• What you need to do
Give back an exact copy of the lines in the records below, from the line that has "Target: windshield" through the line that has "Target: dark sedan", and nothing besides.

• Point-per-instance localization data

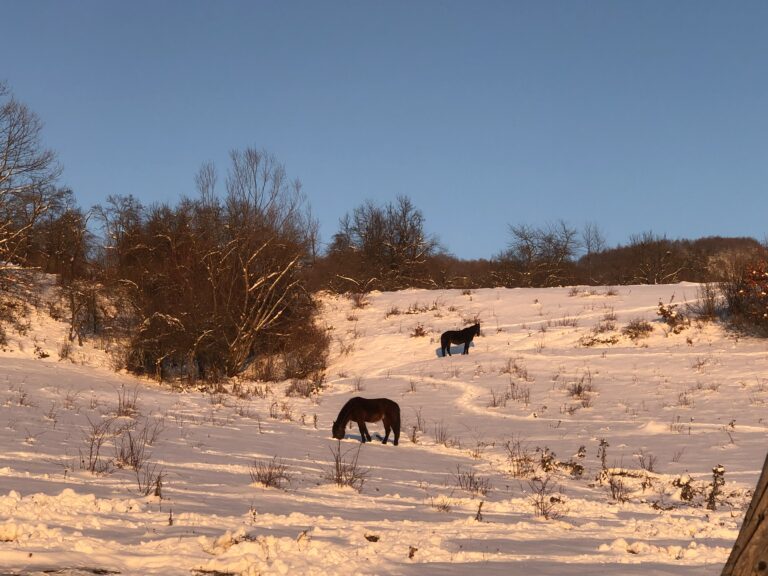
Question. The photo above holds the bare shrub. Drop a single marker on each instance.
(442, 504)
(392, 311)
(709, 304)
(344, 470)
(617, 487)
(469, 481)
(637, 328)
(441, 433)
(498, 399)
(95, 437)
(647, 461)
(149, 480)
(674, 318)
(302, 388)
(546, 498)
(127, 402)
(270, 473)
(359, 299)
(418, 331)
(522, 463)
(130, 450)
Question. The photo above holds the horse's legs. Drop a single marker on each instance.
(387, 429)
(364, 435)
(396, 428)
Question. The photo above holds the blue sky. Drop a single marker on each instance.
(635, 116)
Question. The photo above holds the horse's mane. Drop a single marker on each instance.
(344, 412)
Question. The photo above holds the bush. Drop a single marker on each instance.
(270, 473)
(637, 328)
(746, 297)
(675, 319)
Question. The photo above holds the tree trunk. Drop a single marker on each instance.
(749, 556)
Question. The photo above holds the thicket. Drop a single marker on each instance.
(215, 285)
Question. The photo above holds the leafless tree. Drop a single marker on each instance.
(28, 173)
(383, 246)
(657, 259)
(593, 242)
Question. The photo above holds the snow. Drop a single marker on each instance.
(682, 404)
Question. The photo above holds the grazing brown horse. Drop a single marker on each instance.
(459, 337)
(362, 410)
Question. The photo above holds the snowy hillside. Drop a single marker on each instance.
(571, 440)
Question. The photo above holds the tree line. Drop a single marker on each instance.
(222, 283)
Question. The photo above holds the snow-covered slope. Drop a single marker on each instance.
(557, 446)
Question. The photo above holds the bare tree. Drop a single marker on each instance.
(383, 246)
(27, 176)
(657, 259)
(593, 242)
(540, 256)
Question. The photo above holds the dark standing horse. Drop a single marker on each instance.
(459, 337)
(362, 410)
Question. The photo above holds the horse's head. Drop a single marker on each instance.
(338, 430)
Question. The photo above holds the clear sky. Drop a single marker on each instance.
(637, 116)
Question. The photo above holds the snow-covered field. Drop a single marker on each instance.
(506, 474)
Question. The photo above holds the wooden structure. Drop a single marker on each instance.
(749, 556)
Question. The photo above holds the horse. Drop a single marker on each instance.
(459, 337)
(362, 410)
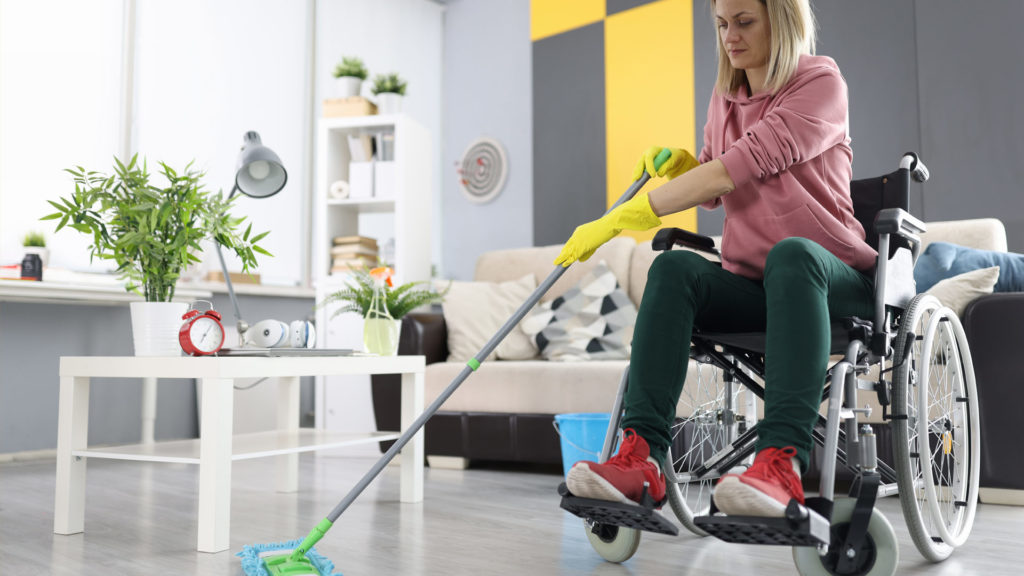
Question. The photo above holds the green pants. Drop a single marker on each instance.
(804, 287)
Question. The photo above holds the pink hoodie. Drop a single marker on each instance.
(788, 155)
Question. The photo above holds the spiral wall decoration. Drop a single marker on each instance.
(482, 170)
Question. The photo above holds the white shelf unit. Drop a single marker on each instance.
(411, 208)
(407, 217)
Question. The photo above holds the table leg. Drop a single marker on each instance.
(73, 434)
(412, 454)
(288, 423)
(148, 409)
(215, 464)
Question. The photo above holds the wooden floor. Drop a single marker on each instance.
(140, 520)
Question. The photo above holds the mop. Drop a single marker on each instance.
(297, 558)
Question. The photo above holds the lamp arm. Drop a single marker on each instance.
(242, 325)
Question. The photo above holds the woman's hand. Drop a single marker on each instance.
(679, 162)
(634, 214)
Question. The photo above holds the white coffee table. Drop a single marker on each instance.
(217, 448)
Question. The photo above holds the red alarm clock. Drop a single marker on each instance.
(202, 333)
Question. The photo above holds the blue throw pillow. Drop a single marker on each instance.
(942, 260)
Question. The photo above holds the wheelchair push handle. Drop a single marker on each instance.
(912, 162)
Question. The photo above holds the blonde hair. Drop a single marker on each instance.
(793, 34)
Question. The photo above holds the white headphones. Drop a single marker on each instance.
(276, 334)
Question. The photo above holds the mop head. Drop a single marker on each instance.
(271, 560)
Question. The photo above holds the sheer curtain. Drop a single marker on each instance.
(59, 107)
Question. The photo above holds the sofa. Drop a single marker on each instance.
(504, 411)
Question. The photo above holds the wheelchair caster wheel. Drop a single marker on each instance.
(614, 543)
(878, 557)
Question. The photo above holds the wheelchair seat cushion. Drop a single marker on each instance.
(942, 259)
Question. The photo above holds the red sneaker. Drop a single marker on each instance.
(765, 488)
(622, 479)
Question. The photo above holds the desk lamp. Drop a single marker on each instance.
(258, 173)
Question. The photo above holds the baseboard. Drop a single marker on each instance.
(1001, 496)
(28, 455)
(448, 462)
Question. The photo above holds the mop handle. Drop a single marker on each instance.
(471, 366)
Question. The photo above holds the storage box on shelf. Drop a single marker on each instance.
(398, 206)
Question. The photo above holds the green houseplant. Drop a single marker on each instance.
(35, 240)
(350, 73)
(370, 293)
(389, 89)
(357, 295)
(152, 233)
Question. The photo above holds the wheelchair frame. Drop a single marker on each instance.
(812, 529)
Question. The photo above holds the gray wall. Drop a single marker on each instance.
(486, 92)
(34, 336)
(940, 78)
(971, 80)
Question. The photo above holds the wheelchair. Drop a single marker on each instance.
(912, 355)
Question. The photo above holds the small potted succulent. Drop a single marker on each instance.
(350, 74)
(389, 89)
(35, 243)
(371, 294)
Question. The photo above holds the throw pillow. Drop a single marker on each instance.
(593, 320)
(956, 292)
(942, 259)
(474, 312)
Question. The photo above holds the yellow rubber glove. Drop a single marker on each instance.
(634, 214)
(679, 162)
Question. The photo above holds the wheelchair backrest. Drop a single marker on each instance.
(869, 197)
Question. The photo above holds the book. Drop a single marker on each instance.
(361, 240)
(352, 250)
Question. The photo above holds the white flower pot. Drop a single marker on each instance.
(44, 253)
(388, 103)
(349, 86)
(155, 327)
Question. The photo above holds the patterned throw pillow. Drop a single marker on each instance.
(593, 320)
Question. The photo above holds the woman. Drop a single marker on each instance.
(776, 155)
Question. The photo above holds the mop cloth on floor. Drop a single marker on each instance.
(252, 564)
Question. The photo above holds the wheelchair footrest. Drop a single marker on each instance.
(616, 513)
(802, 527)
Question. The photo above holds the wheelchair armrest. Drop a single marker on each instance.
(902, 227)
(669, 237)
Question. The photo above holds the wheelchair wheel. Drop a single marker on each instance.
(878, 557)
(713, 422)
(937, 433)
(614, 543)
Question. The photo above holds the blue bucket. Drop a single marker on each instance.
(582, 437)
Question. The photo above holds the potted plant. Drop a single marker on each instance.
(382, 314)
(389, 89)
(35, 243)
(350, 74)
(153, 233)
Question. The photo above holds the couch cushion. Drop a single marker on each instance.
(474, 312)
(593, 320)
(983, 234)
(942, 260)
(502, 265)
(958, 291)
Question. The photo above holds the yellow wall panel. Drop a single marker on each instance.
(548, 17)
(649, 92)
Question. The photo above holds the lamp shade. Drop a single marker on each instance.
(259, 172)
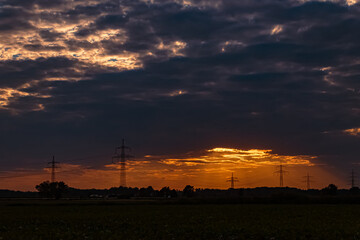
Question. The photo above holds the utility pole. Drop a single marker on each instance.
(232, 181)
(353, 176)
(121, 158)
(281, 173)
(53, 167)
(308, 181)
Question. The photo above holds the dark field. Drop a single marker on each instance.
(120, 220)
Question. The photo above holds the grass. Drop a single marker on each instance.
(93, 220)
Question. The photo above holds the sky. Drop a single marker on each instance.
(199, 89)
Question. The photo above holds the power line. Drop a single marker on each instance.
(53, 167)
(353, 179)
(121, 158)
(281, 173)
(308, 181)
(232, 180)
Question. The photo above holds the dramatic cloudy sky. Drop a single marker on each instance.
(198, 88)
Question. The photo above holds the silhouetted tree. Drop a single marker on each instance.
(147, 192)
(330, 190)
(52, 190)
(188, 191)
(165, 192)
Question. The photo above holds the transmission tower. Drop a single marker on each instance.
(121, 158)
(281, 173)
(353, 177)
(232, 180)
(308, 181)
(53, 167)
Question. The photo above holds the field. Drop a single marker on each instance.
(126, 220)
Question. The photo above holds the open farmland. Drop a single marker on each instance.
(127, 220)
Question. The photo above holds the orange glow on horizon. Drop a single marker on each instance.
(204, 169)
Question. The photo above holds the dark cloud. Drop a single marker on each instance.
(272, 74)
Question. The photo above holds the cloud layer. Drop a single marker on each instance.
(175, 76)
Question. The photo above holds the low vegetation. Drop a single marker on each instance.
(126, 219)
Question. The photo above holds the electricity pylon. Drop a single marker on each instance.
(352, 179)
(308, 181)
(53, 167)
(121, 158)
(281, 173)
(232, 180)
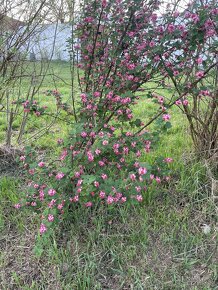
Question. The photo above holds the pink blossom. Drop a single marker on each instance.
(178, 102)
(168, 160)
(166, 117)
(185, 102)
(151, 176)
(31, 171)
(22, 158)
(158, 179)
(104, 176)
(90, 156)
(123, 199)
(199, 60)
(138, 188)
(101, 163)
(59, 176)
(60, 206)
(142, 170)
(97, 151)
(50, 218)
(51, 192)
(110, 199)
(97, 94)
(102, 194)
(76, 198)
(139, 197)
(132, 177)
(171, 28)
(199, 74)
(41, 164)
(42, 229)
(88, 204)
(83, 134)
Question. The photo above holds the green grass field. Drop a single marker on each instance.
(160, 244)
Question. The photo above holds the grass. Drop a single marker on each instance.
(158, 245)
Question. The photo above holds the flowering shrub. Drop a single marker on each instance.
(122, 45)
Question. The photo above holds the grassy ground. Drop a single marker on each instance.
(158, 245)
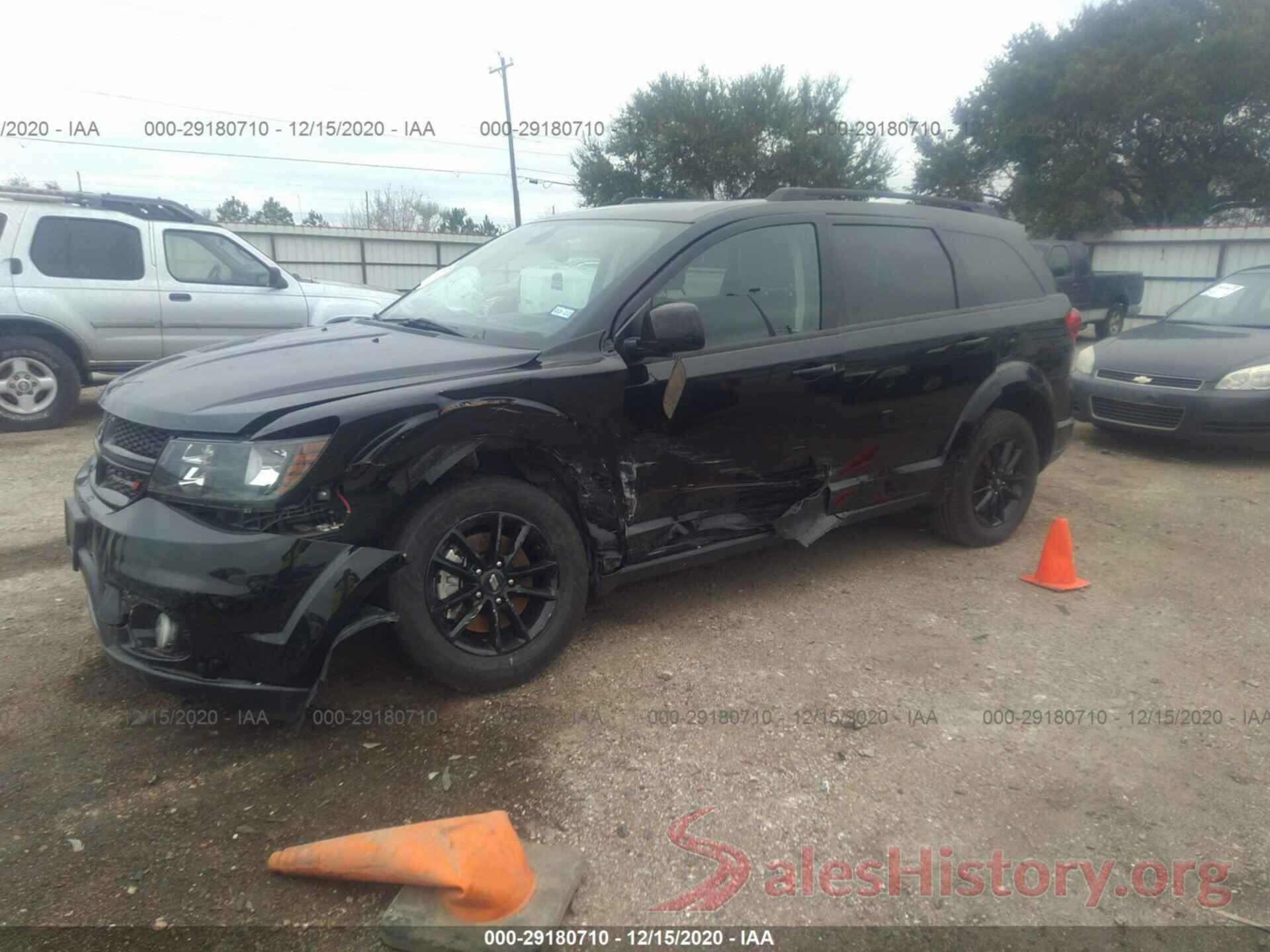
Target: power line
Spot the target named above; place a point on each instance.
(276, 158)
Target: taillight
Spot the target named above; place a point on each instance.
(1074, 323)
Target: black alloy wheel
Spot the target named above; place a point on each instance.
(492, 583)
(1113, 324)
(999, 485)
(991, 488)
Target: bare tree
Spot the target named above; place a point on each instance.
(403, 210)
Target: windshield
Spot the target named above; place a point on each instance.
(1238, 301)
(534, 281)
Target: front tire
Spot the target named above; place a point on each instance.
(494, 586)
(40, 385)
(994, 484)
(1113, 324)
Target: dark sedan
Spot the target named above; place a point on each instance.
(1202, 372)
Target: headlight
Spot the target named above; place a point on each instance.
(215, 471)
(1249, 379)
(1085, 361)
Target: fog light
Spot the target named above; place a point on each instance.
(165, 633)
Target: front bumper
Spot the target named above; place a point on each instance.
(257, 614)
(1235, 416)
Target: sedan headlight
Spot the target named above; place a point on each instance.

• Result
Target: windshield
Spot the target named above; place a point on each instance.
(1238, 301)
(534, 281)
Target: front tire
Spot the target named above; place a point on each instance.
(494, 586)
(40, 385)
(994, 484)
(1113, 324)
Target: dark sedan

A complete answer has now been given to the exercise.